### Exercise objective
Write out the lines of the records below verbatim, starting with the line that contains "Could you please tag every instance of the white" and continuing through the end of the records.

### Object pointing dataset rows
-----

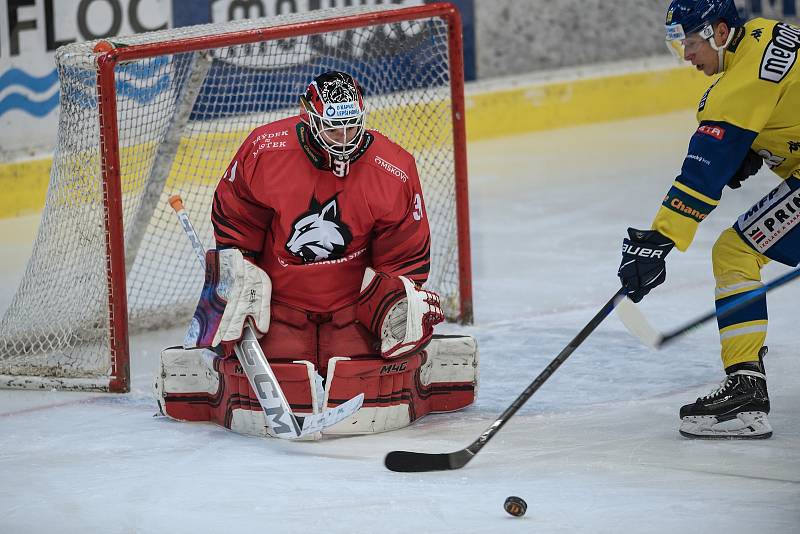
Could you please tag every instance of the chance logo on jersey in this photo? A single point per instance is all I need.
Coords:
(319, 234)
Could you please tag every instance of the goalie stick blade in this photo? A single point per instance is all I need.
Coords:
(319, 422)
(636, 323)
(418, 462)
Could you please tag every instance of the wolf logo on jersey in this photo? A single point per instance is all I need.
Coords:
(319, 234)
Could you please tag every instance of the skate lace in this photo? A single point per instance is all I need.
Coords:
(724, 384)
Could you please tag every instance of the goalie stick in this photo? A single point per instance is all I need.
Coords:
(282, 422)
(414, 462)
(638, 325)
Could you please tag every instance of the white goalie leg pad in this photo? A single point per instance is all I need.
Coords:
(746, 425)
(182, 371)
(249, 291)
(234, 290)
(394, 397)
(451, 359)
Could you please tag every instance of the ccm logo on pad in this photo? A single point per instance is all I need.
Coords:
(714, 131)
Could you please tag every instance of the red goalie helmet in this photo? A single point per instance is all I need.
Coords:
(333, 107)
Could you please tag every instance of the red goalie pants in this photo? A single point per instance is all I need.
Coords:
(295, 334)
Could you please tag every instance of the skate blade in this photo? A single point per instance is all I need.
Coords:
(746, 425)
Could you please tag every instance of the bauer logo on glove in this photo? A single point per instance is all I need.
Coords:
(643, 266)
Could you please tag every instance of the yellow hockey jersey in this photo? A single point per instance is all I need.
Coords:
(754, 104)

-----

### Task answer
Could you please tag every instance of the white goalie leg pad in this photo? A single point per instance is all I need.
Coords:
(746, 425)
(182, 371)
(249, 291)
(234, 290)
(394, 397)
(451, 359)
Could you please tag every instance of the ccm logo on pad in this photo? A single point per instance is all I need.
Coords:
(714, 131)
Could you please tag every instance of the red goalie helmet in this photo? A single point per instance is all I need.
Coords:
(333, 107)
Could you please tag every instance of the red goalie pants in this photo? A single point per instance is all I need.
Coords:
(295, 334)
Could you please tag every instance of the skate blade in this photo? A single point per instance is all I need.
Coords:
(746, 425)
Could you please tag every instance of the bauer logo on glove in this photo? A single point per instance is all I need.
Coords:
(643, 266)
Could you please tag every instance of the yellow hockey jersey in this photo? A single point per instance is all I need.
Coords:
(754, 104)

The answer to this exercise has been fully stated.